### Material for the task:
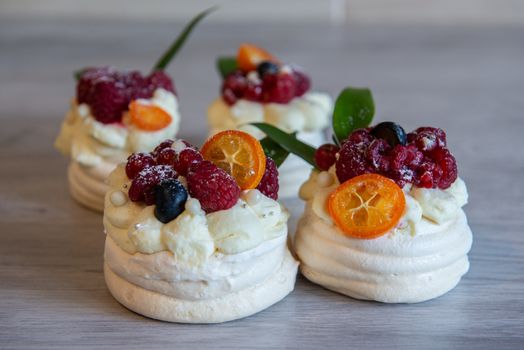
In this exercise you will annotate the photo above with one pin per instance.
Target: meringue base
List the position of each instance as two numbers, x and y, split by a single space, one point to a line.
227 308
86 189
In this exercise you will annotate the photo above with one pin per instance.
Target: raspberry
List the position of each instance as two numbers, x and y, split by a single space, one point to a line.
143 186
185 158
107 101
302 82
268 186
281 91
325 156
447 163
137 162
212 186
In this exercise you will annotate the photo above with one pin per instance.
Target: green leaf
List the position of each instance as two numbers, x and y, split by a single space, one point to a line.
354 109
180 40
288 142
274 151
226 65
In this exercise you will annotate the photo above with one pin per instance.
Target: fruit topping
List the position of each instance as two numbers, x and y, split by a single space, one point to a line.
424 161
325 156
239 154
267 67
148 117
214 188
108 92
142 187
250 56
137 162
185 158
393 133
367 206
170 198
268 186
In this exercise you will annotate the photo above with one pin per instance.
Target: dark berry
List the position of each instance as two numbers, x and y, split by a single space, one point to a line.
393 133
325 156
302 82
268 186
185 158
170 198
267 67
137 162
281 91
213 187
142 188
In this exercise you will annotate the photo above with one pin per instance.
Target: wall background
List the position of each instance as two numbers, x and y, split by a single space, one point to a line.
434 12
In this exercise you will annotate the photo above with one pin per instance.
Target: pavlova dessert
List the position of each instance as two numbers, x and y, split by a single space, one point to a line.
257 87
383 218
116 113
197 236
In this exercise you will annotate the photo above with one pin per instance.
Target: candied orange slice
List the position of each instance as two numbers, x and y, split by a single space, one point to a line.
147 116
239 154
367 206
249 56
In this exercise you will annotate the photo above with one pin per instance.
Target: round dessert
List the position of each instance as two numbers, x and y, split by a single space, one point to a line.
114 114
197 237
383 218
259 88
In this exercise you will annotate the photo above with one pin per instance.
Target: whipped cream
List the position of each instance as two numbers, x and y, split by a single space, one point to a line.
423 257
308 113
198 267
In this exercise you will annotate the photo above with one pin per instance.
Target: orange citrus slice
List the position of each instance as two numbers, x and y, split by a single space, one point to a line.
239 154
249 56
367 206
147 116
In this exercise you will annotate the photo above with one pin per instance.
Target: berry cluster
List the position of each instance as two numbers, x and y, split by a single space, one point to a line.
269 83
421 158
153 175
108 92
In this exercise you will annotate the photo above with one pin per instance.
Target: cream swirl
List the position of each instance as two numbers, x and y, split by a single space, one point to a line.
422 258
198 267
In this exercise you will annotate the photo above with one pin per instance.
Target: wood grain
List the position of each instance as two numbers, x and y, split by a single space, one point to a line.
469 81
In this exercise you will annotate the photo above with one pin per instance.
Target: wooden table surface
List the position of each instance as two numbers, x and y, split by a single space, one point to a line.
467 80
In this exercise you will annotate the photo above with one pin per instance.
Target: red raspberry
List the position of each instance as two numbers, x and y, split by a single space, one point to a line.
268 186
185 158
447 163
302 82
142 188
281 91
137 162
325 156
212 186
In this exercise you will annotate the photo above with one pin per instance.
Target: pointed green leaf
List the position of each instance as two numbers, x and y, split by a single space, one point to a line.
354 109
226 65
288 142
182 37
274 151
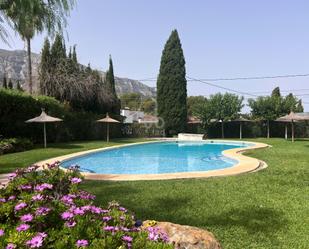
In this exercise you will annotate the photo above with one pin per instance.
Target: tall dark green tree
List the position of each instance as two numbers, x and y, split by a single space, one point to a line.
4 82
10 84
44 68
172 87
110 78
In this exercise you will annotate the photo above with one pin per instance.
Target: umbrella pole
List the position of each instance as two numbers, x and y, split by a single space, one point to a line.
107 133
292 131
44 124
240 131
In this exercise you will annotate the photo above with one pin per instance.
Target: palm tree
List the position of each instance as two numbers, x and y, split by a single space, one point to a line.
29 17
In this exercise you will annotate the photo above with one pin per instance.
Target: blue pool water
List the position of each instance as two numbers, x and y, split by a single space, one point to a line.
157 158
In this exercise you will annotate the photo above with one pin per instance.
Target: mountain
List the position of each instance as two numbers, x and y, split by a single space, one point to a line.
13 63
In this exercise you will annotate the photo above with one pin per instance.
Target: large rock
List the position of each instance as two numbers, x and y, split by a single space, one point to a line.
187 237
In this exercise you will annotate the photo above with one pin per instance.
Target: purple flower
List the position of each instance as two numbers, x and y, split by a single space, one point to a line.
43 186
68 199
12 176
96 210
42 211
37 197
22 227
107 218
20 206
75 180
36 241
25 187
122 209
78 211
10 246
70 223
67 215
26 218
127 238
82 243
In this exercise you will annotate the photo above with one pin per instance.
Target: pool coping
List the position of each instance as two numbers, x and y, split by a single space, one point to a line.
244 163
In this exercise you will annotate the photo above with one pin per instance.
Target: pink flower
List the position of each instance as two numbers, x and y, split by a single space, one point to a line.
26 218
20 206
42 211
70 223
67 215
22 227
10 246
36 241
128 239
82 243
107 218
75 180
43 186
37 197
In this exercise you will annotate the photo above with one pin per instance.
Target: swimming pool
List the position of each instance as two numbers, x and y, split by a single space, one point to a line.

### Task description:
Copy each record exactly. Leave any images out of the copy.

### Answer to this problem:
In this exercise you will annotate the photo above with one pin per instance.
Target: meringue base
List the position of each instance as two numbers, x and y, split by a single space, one point to a line.
227 308
86 189
In this exercise you will annotate the photo above with one pin per instance.
Target: raspberry
List the position of each instance as two numbers, x and y, split by a single space, one point to a line.
143 186
185 158
107 101
302 82
268 186
281 91
325 156
447 163
137 162
212 186
In this exercise you will annotate the photo above with one pin per instance.
Target: green leaf
List the position of each instance as two numbers, x and y, split by a single space, one point to a line.
354 109
180 40
288 142
274 151
226 65
In this exercise you will annotate the photo above with one pin per instance.
Target: fruit topping
List the position of each instance as two numbers, x and y, split by a single space, one point to a line.
424 161
325 156
239 154
267 67
148 117
214 188
108 92
142 187
250 56
137 162
185 158
393 133
367 206
170 198
268 186
In this exercise you will annotate the photo above with one pin per instance.
Target: dark berry
List the position of each instance as two numbers, x and y, split by a single space, one point to a line.
393 133
325 156
302 82
268 186
185 158
170 198
267 67
137 162
281 91
213 187
142 188
In this exercise you will annotate the photo above with one pin per instance.
Target: wall background
List the position of each instance as two numbers, x and y, split by a single space, one point to a line.
434 12
In this exercise you will annotate the photo above with one pin per instance.
Target: pavlova dessert
List the position of each instance as two numbers, x and y, split by a single space, one point to a line.
257 87
383 218
116 113
197 236
In this exercise you will annotate the photo above with one pin per instance.
Target: candied orange slice
List the position of each instance as two numbers, x and y, split by a single space, one point to a line.
147 116
239 154
367 206
249 56
In this exercise you will annotate the photo above with one pin per instance.
Target: round dessert
List the position of each instance as two numbers, x and y, split by a single space, one point to a line.
114 114
197 237
383 218
259 88
In this exercise you will annotate the photo above with one pin per instance.
Target: whipped cream
List the position of each instance as two numbers, x and y, split by a single space, one point to a line.
423 257
308 113
198 267
In this exercise you will annotate the photo above with one pin per instance.
Target: orange citrus slice
List the position of each instance as two numbers, x and y, split by a single space, one point to a line.
239 154
249 56
367 206
147 116
In this exercise you will annotate the photo above with one pin per instance.
Target: berry cluster
List the position of each instance as two numbers, x and y, split by a single space, one point to a line.
269 83
421 158
153 175
108 92
In this exercise you will annotate the photo above with one pin per instance.
Target: cream swirl
List the position of each instance as two numbers, x and y, split by a single space, one point to a line.
422 258
198 267
In this exercise you will annotate the photo above with one pin per instance.
Target: wood grain
List the position of each instance as two numbers, x and y, split by a single space, one point to a line.
469 81
In this exercise you will annotate the photo above with one pin per instance.
Target: wooden table surface
List the position of each instance as two numbers, x and y, split by a single space, one point to a line.
467 80
In this exercise you will annotate the photo above with one pin per instance.
Target: red raspberry
List the position of each instance as two numbers, x and y, split by a single space, one point to a line.
268 186
185 158
447 163
302 82
142 188
281 91
137 162
325 156
212 186
In this exercise you will annotate the photo above with one pin per instance.
Target: pointed green leaf
List the position of each instance as two numbers, x and y, split by a single space, one point to a line.
354 109
226 65
288 142
182 37
274 151
In this exercise you will annotate the photo above with one pin per instance.
Target: tall dark green tree
List the position of each instance as two numbers, x and y, split by a single space, one point to a line.
4 82
10 84
44 68
172 87
110 78
In this exercise you will annotate the photo above with one pin per instance.
Target: umbrella pole
List the position of each instance as two numbers, x and y, split by a single space, one point to a line.
107 133
292 131
44 124
240 131
In this exercise you will annotate the photo above with one pin per instance.
Target: palm tree
List the position of each instance as two numbers, x and y, split by a single space, one point to a line.
29 17
In this exercise you will annotate the photo above with one pin per instance.
Target: blue pool water
List the position of each instance as two numbers, x and y, split by a single space, one point to a line.
157 158
In this exercise you will annotate the photo above with one pin per instance.
Target: mountain
List the position of each instance as two numbers, x and y, split by a single space, one point to a line.
13 63
In this exercise you will annotate the photo above with one pin per instance.
Target: large rock
List the position of each instance as two numbers, x and y, split by a single space, one point to a line.
187 237
In this exercise you will annotate the photo above with one pin per instance.
Target: purple flower
List the position of each instance as two numbers, x and y, split by a single space, one point to a line.
43 186
68 199
12 176
96 210
42 211
37 197
22 227
107 218
20 206
75 180
36 241
25 187
122 209
78 211
10 246
70 223
67 215
26 218
127 238
82 243
In this exercise you will annotate the photo above with one pin per instance.
Target: pool coping
List the position of each instance as two numbers, x and y, split by a single space, one point to a line.
244 163
In this exercise you will annotate the photo above with one pin per instance.
Target: pink flower
List the position of each instance as two numbers, x and y, split by a single space, one point to a line.
26 218
20 206
42 211
70 223
67 215
22 227
10 246
36 241
128 239
82 243
107 218
75 180
43 186
37 197
In this exercise you will annotate the photo above with one pin per instance.
Target: swimming pool
List the position of each instance as two numbers, x and y, split by a single space, one point to a line.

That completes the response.